* **Supplied material**

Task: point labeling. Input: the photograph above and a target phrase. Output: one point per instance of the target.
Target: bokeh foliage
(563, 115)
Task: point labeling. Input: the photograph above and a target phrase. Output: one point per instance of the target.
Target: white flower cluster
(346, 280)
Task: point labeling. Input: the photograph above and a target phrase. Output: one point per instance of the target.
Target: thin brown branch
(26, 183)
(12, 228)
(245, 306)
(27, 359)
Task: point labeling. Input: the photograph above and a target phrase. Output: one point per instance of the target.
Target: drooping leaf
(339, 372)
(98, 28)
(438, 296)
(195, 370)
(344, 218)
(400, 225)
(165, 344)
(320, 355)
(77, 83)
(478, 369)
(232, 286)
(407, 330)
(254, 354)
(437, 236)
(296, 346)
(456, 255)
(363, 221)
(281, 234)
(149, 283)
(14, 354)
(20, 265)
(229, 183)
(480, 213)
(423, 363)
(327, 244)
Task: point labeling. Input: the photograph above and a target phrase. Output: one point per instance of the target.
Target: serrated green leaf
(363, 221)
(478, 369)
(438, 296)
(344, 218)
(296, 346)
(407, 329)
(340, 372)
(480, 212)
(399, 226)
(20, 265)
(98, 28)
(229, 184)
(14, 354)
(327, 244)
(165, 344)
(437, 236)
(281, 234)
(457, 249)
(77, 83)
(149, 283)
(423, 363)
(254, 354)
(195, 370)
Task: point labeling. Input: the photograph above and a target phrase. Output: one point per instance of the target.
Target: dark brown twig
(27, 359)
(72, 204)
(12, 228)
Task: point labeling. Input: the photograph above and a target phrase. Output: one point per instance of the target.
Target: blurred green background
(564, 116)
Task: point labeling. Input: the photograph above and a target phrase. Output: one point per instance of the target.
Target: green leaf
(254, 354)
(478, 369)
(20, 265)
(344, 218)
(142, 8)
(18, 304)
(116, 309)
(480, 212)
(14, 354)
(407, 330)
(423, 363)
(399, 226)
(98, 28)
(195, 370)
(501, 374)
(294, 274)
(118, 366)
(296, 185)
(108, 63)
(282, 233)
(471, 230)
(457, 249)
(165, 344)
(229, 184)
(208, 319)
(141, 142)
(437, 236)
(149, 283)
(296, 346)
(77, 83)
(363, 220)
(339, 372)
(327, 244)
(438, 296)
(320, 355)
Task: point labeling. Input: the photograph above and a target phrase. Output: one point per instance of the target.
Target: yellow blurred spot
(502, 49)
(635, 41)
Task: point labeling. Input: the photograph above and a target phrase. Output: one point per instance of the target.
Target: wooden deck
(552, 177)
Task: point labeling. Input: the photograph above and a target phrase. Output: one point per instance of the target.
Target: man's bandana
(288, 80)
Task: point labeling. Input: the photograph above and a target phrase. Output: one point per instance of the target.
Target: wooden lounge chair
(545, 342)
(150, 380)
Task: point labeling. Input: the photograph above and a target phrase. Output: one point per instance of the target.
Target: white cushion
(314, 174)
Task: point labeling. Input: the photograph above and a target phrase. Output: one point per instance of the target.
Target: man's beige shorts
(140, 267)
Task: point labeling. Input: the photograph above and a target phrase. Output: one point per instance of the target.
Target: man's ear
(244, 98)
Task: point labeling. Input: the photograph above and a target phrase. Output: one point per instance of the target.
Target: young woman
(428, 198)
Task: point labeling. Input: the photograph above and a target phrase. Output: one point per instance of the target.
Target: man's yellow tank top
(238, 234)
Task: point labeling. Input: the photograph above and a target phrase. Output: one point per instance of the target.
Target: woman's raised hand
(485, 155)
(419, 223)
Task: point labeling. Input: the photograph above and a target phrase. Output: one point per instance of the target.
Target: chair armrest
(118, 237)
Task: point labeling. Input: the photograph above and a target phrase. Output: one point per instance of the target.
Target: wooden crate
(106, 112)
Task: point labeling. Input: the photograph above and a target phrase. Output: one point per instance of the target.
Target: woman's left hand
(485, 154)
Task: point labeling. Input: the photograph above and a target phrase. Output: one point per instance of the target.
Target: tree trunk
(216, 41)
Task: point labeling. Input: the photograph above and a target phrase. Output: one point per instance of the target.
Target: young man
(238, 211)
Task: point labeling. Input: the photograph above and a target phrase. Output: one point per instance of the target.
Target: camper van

* **Requirement**
Every line from the one containing "Target: wooden crate" to the close of the records must be reproduced exactly. Include both ends and nothing more.

* **Response to this task**
Target: wooden crate
(106, 112)
Task: point labeling. Input: the photograph above and a target phrase. Output: one point per instance of the target.
Target: woman's left hand
(485, 154)
Task: point labeling. Input: the photograph above and a target phrase. Output: one point per instance of the target.
Target: tree trunk
(216, 41)
Task: point labeling. Input: the photograph above and a target phrase. Output: one point per instance of the target.
Target: young man
(238, 211)
Task: point labeling. Input: the photograph above and a target phrase. Output: one point per instance of the target.
Target: camper van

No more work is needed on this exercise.